YOUR OBJECTIVE:
Below are entries; copy exactly the lines from the one with "surface above? Mark it with a dot." through the one with "vegetation above? Mark it with a dot.", both included, and leave out the rest.

RECORD EXCERPTS:

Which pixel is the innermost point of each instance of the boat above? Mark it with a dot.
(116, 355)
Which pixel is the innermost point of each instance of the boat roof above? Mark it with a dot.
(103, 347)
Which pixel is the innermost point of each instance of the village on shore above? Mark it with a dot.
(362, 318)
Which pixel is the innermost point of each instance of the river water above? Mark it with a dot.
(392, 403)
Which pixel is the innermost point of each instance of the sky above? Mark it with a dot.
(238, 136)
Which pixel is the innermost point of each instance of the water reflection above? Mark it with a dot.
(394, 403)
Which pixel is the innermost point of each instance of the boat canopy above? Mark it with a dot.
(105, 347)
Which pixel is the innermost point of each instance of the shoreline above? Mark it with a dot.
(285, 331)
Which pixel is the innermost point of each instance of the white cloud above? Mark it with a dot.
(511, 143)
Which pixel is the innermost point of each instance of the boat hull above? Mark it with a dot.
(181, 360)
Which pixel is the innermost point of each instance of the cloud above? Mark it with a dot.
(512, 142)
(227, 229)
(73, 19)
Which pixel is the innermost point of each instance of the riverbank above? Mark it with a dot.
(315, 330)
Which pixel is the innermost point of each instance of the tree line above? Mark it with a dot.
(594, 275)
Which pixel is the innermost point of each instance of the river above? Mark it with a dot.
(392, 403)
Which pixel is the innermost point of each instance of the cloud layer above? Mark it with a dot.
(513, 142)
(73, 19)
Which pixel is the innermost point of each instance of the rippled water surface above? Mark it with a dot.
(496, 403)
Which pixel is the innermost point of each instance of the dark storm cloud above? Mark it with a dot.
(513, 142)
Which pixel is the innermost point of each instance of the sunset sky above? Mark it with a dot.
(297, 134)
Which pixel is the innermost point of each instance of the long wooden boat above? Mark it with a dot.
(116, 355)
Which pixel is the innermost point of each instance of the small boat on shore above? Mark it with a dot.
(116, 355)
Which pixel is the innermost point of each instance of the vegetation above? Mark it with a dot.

--

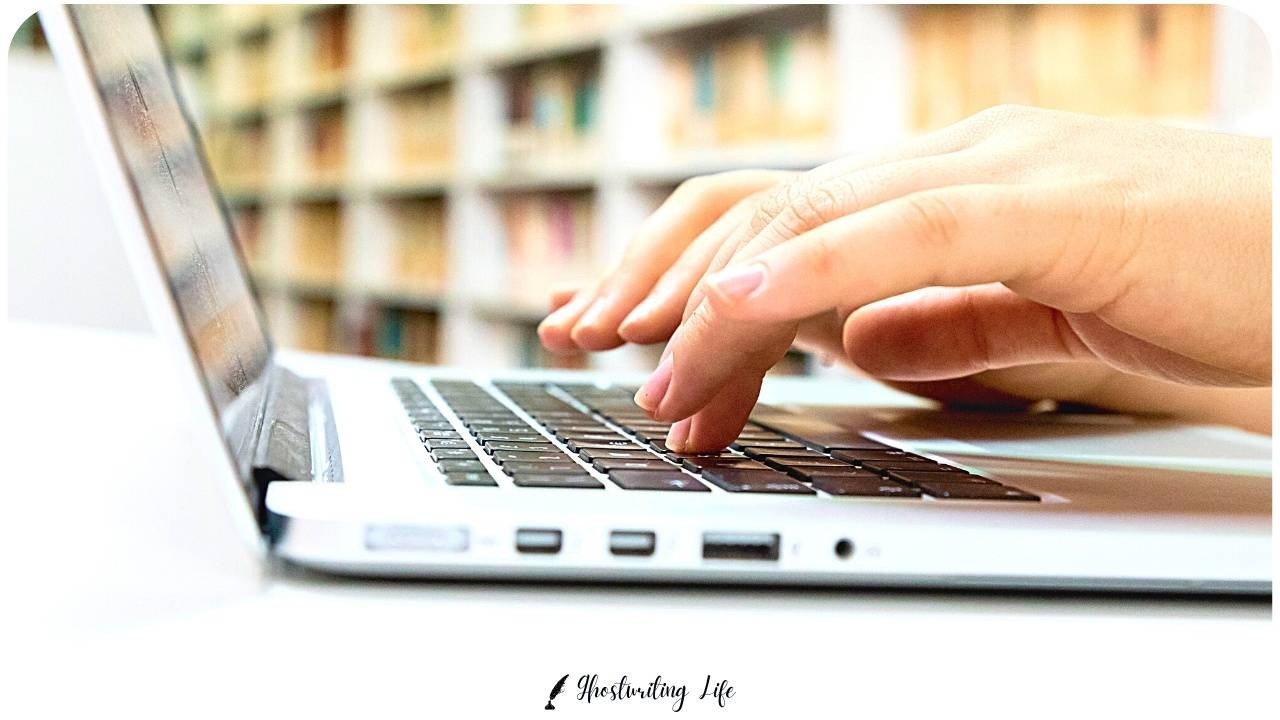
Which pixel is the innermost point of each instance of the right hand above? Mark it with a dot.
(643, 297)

FINISHED TASK:
Which pixel is the innermost point of each instance of the rippled water surface above? Mark it with a dot.
(496, 403)
Which pixel is the innermost point of each instance of the dark storm cloud above? Mark it with a dot.
(513, 142)
Which pixel is the innermost point of each instance of the sunset sky above? Mark it with a dot.
(297, 134)
Which pixel is the innermost point of each instance of the long wooden boat above? Mark it with a dot.
(116, 355)
Which pixel is the innermost point of each instance of the small boat on shore above? Mark it with a dot.
(116, 355)
Which pixel is the innermost point of each instance of the vegetation above? Mark it with a dot.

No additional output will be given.